*What to do*: Starting at the beginning of the rows and ending at the line containing "[[126,82],[32,65],[31,193],[126,183]]", with both included, rewrite every line, requests included. Multiply each polygon coordinate in the answers by 2.2 and round it to a whole number (halves round up), but leave the numbers in the requests and their format samples unchanged.

===== Listed records =====

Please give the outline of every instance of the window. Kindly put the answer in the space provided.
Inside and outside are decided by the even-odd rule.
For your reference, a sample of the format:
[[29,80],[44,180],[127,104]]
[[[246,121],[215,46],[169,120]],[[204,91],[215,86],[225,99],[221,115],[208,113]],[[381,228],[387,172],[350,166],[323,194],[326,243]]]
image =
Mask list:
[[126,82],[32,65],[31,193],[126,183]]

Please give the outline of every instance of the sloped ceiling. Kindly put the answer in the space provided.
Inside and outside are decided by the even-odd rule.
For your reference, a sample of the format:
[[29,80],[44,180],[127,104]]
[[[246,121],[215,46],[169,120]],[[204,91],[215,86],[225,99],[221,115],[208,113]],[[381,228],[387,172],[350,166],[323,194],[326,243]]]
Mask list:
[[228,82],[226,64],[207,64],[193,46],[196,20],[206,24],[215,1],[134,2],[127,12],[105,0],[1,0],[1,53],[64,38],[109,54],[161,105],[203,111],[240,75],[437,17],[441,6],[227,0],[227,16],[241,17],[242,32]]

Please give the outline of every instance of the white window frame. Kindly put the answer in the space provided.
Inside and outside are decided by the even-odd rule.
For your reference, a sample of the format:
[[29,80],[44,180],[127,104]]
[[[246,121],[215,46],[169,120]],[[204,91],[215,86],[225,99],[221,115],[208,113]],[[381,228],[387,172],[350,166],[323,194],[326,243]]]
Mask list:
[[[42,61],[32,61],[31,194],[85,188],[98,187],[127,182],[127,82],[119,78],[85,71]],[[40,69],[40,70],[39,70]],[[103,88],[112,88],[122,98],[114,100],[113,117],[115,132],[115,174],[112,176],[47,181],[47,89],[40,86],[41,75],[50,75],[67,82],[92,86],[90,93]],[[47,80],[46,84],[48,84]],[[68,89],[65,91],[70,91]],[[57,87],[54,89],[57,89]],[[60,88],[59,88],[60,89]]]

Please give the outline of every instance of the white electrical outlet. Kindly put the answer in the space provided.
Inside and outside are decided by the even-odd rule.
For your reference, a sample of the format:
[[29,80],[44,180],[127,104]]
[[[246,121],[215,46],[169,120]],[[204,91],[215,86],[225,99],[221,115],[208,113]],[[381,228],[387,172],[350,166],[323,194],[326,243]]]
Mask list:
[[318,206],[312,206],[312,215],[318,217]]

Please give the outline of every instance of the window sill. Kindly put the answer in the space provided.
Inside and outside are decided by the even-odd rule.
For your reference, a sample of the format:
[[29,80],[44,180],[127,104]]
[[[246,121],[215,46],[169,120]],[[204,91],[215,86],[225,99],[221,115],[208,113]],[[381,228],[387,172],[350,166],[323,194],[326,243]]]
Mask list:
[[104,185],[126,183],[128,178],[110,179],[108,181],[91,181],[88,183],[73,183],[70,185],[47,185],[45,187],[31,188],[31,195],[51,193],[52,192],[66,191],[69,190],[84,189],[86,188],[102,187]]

=====

*Finished task*:
Please give the outline of every instance of the window. Kindly put the answer in the space provided.
Inside and outside are decided by the even-odd rule.
For your reference, a sample of the format:
[[29,80],[44,180],[127,104]]
[[[246,121],[215,46],[169,120]],[[204,91],[215,86],[225,99],[221,115],[208,113]],[[381,228],[387,172],[350,166],[323,194],[326,243]]]
image =
Mask list:
[[277,180],[70,143],[68,425],[277,403]]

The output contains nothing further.